(Referring expression pointing data)
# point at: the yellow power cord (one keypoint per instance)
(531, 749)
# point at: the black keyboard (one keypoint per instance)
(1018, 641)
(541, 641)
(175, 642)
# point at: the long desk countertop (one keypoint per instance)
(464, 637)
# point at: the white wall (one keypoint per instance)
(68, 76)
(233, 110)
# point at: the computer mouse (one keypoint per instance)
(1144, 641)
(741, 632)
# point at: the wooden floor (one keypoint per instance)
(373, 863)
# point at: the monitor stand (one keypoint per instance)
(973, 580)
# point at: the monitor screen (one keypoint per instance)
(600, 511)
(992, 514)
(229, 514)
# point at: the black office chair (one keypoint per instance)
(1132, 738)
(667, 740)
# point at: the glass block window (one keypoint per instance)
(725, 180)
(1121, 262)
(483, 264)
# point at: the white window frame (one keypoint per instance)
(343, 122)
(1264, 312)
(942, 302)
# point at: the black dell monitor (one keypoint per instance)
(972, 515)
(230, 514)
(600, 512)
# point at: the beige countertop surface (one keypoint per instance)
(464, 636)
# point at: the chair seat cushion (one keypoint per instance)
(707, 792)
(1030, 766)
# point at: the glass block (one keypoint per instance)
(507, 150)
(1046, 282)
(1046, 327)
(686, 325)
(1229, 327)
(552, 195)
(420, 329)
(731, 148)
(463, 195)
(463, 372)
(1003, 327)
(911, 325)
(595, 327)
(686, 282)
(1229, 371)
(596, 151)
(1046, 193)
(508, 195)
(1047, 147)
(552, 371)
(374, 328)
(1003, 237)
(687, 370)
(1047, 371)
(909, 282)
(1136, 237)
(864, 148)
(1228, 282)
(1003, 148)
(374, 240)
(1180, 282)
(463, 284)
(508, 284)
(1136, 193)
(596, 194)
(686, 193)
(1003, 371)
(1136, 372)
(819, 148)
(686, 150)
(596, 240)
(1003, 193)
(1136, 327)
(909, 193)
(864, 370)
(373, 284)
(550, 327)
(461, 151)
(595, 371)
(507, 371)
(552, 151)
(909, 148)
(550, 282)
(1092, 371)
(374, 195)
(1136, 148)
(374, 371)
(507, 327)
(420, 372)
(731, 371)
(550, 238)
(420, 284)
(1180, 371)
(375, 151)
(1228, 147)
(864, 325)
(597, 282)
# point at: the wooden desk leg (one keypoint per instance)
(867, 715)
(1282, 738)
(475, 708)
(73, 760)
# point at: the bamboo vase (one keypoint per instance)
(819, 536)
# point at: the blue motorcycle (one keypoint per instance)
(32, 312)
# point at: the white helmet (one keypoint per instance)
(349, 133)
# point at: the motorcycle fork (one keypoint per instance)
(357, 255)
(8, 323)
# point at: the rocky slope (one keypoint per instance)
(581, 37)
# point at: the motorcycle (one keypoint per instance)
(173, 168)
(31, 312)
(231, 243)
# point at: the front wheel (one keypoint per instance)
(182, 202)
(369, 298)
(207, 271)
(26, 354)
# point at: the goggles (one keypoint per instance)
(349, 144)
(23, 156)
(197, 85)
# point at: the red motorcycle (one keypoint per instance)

EXERCISE BRIEF:
Transcribe every record above exactly as it appears.

ANSWER SPACE:
# point at: the yellow power cord (one keypoint per instance)
(531, 749)
# point at: the black keyboard (one keypoint per instance)
(1018, 641)
(541, 641)
(175, 642)
# point at: the long desk countertop (one keypoint per instance)
(464, 637)
# point at: the white wall (one keypoint per instance)
(68, 76)
(233, 110)
# point at: the computer mouse (one keypoint per instance)
(1144, 641)
(741, 632)
# point at: the wooden floor (one keypoint per instance)
(373, 863)
# point at: the monitor stand (one keypoint per instance)
(973, 580)
# point at: the monitor screen (one keypoint per instance)
(600, 511)
(992, 514)
(229, 514)
# point at: the black office chair (one keypoint per instance)
(1132, 738)
(667, 740)
# point at: the glass block window (one keypoint per instance)
(725, 180)
(1121, 262)
(483, 264)
# point at: the white window frame (one keypoint per instance)
(343, 122)
(1264, 312)
(942, 302)
# point at: the black dell monitor (one keypoint per instance)
(972, 515)
(230, 514)
(600, 512)
# point at: the beige countertop surface (one keypoint per instance)
(464, 636)
# point at: the chair seat cushion (one keypoint per instance)
(707, 792)
(1030, 766)
# point at: the glass block (one keypoint per instance)
(507, 150)
(1046, 282)
(1046, 327)
(686, 325)
(1229, 327)
(552, 195)
(420, 329)
(731, 148)
(463, 195)
(463, 372)
(1003, 327)
(911, 325)
(595, 327)
(686, 282)
(1229, 371)
(596, 151)
(1046, 193)
(508, 195)
(1047, 147)
(552, 371)
(374, 328)
(1003, 237)
(687, 370)
(1047, 371)
(909, 282)
(1136, 237)
(864, 148)
(1228, 282)
(1003, 148)
(374, 240)
(1180, 282)
(463, 284)
(508, 284)
(1136, 193)
(596, 194)
(686, 193)
(1003, 371)
(1136, 372)
(819, 148)
(686, 150)
(596, 240)
(1003, 193)
(1136, 327)
(909, 193)
(864, 370)
(373, 284)
(550, 327)
(461, 151)
(595, 371)
(507, 371)
(552, 151)
(909, 148)
(550, 282)
(1092, 371)
(374, 195)
(1136, 148)
(374, 371)
(507, 327)
(420, 372)
(731, 371)
(550, 238)
(420, 284)
(1180, 371)
(375, 151)
(1228, 147)
(864, 325)
(597, 282)
# point at: the wooden desk leg (one keypoint per instance)
(867, 715)
(1282, 738)
(475, 708)
(73, 760)
# point at: the bamboo vase (one keypoint per instance)
(819, 536)
# point at: the blue motorcycle (one keypoint per instance)
(32, 312)
# point at: the white helmet (one keypoint per instance)
(349, 133)
# point at: the motorcycle fork (one keypoint per instance)
(357, 255)
(8, 323)
# point at: the rocky slope (one keypoint per instance)
(581, 37)
# point at: the motorcycle (one keypoint per instance)
(173, 168)
(31, 312)
(231, 243)
# point at: the front wheel (one keypoint per instance)
(182, 202)
(369, 298)
(207, 271)
(26, 354)
# point at: the goggles (one keypoint per instance)
(349, 144)
(23, 156)
(197, 85)
# point at: the red motorcycle (one keypoint per instance)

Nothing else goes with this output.